Dataset records:

◇ ◇ ◇ ◇ ◇

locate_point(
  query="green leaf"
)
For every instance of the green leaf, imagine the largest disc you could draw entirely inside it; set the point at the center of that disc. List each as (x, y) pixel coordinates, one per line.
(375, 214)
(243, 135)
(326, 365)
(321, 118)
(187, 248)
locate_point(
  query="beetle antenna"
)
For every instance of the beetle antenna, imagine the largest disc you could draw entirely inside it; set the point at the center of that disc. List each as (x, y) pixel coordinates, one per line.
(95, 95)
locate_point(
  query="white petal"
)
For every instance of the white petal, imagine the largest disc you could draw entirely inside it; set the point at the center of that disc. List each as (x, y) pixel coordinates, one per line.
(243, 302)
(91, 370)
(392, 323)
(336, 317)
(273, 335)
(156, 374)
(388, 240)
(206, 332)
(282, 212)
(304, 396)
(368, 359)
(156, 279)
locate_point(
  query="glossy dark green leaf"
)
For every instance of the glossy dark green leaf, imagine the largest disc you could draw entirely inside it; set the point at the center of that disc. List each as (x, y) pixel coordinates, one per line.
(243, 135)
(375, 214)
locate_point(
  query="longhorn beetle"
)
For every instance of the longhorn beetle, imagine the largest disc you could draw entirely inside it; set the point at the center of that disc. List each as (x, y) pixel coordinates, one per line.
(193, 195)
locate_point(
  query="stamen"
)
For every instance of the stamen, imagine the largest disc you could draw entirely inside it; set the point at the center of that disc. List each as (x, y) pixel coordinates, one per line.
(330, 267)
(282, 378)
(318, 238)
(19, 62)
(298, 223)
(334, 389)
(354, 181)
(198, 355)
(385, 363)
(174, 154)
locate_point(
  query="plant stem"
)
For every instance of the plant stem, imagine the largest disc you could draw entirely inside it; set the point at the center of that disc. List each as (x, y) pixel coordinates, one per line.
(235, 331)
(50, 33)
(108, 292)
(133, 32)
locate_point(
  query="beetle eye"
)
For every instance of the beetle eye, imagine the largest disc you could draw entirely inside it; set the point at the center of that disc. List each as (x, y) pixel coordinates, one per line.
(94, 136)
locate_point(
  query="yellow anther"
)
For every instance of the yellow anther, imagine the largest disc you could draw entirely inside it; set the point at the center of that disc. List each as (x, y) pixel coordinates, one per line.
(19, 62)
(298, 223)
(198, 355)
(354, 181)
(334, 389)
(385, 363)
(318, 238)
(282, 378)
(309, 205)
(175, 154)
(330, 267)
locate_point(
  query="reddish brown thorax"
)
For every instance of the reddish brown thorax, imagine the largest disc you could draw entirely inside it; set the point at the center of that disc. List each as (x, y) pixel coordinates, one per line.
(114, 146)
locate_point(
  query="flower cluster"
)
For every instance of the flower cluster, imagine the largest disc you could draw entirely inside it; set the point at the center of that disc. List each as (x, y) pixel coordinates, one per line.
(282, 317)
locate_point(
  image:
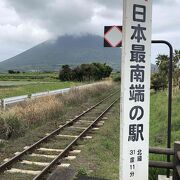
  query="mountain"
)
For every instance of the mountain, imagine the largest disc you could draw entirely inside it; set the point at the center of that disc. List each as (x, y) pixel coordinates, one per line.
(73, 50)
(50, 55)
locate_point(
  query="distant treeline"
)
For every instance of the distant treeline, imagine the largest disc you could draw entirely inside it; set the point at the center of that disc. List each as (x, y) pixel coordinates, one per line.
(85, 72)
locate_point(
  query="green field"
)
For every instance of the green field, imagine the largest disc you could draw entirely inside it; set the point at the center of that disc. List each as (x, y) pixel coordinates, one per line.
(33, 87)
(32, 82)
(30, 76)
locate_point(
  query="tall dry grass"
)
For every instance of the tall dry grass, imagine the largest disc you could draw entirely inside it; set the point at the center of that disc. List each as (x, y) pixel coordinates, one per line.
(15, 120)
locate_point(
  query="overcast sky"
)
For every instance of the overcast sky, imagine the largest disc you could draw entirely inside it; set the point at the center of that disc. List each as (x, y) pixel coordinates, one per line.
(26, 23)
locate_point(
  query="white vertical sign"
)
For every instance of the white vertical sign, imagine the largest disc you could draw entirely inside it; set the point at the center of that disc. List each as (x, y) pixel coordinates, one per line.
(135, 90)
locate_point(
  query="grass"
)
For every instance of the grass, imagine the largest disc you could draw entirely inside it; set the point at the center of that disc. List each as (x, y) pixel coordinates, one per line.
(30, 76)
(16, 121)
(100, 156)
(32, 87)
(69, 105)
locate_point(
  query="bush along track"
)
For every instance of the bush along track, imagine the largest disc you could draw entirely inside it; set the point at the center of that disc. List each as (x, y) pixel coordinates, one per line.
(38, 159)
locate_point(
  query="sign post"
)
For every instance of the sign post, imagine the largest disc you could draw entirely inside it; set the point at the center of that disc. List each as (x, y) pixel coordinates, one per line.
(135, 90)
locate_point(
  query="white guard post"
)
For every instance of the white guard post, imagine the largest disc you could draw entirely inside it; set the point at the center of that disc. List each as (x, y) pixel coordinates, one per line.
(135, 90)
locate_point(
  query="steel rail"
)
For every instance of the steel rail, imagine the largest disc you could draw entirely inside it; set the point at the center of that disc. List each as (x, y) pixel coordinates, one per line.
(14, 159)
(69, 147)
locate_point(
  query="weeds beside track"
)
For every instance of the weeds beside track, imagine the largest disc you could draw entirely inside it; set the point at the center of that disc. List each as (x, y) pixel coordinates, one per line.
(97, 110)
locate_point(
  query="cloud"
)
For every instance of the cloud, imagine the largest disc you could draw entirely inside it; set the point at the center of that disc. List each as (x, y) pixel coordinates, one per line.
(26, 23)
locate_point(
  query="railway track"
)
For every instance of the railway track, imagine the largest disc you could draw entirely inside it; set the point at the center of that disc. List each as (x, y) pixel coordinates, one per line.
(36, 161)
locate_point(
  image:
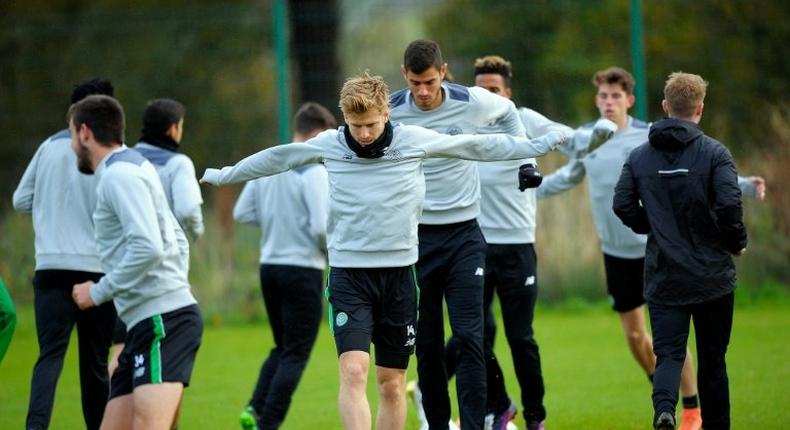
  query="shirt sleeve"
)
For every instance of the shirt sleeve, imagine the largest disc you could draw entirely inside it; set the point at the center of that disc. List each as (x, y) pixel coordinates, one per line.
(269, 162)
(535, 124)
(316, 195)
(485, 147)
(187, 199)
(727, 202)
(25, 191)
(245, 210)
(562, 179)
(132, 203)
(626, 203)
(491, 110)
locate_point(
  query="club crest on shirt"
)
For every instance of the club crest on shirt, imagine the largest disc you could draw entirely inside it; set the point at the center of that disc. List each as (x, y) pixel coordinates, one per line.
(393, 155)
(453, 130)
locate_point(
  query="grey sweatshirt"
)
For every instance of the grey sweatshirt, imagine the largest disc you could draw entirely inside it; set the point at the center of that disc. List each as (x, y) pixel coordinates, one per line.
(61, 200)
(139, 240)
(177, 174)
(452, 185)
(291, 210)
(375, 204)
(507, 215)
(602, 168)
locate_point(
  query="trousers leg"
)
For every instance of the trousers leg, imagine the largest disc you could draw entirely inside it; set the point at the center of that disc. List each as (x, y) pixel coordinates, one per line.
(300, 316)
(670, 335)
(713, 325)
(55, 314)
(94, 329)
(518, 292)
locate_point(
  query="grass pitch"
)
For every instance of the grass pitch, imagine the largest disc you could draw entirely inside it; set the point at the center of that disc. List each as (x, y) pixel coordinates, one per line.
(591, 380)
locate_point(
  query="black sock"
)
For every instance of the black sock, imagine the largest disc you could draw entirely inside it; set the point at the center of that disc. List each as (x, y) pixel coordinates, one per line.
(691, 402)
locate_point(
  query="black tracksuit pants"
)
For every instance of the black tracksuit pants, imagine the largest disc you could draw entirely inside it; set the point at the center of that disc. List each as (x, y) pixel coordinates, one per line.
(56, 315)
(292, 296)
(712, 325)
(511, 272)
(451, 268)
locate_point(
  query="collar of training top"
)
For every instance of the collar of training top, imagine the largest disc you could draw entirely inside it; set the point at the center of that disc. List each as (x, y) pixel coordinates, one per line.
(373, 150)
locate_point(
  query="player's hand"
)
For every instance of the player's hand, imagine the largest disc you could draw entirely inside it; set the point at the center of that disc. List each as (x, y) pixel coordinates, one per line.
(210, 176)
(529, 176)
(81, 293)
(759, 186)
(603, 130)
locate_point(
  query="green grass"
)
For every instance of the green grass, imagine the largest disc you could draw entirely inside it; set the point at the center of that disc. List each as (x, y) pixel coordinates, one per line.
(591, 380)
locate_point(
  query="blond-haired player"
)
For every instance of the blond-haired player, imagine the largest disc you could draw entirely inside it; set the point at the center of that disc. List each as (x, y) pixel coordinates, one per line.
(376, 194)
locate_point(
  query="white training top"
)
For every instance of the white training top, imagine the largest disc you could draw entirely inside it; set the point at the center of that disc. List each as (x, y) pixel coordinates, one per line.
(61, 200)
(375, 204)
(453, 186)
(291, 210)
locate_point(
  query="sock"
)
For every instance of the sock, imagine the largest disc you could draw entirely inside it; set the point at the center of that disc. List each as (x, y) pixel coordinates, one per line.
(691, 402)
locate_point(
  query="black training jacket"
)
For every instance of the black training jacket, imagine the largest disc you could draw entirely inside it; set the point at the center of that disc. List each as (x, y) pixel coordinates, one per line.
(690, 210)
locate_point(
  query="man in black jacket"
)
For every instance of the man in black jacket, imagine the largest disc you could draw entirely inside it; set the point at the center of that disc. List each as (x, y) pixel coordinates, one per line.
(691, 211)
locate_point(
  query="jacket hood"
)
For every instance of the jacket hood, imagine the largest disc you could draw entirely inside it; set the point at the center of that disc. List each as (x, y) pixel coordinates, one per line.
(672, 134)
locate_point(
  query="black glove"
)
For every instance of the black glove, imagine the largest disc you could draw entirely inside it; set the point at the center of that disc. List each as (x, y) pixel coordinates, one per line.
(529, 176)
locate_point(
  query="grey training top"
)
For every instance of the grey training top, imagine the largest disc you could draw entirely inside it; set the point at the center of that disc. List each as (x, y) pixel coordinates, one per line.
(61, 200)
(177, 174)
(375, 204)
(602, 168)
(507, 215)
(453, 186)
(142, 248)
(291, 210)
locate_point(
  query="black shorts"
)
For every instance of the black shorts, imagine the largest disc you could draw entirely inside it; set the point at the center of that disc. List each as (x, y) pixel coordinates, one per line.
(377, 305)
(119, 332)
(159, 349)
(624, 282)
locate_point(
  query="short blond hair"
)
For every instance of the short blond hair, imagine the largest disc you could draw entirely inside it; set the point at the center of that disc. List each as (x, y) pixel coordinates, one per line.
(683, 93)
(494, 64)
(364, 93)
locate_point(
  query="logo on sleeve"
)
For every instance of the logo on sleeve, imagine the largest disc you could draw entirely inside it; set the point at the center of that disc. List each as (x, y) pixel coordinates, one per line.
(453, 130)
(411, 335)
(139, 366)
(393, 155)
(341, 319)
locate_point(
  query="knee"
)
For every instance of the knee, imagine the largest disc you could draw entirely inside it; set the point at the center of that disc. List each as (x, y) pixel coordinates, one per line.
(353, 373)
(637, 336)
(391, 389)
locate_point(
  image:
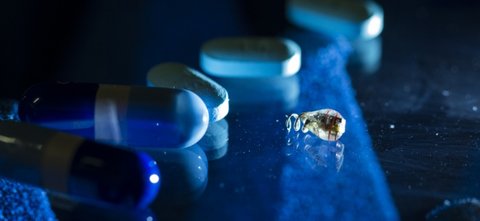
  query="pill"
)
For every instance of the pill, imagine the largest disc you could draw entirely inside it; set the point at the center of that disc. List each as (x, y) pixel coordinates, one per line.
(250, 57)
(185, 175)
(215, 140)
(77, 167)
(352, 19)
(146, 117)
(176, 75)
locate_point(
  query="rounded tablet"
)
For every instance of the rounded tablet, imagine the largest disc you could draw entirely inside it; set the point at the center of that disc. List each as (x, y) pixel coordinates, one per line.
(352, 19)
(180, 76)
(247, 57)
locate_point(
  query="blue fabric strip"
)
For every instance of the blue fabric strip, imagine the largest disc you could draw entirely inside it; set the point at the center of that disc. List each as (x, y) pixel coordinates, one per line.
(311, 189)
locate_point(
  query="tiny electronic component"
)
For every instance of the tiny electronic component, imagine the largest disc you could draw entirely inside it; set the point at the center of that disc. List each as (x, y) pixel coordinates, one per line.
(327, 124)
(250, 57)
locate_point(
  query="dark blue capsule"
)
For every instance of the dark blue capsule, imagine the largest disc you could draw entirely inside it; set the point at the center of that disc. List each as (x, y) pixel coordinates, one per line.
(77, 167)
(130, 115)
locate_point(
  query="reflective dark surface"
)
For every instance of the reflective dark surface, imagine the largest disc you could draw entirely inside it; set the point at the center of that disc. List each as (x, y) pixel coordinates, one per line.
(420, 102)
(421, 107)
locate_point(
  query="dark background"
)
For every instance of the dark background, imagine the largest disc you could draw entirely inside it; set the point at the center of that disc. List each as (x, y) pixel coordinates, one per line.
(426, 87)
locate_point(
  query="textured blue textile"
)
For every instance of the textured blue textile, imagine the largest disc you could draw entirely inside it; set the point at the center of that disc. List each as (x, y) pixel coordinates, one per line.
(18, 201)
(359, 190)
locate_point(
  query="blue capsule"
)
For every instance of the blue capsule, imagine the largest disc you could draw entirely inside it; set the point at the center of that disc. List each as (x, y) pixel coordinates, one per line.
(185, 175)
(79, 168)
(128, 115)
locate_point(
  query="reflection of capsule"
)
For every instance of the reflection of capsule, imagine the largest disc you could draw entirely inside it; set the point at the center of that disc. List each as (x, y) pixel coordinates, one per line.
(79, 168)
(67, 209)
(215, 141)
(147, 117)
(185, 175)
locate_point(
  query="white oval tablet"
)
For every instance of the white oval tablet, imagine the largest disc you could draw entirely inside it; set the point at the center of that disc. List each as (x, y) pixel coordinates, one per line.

◇ ◇ ◇ ◇ ◇

* _Your assignment_
Find each line of the data above that holds the word "oval", then copy it.

* _Output_
  query="white oval tablet"
For every instance of the white oval tablet, imagine the largest disc you could draw entirely inside it; set the point at the center of that disc. List each as (x, y) pixel coordinates, one per line.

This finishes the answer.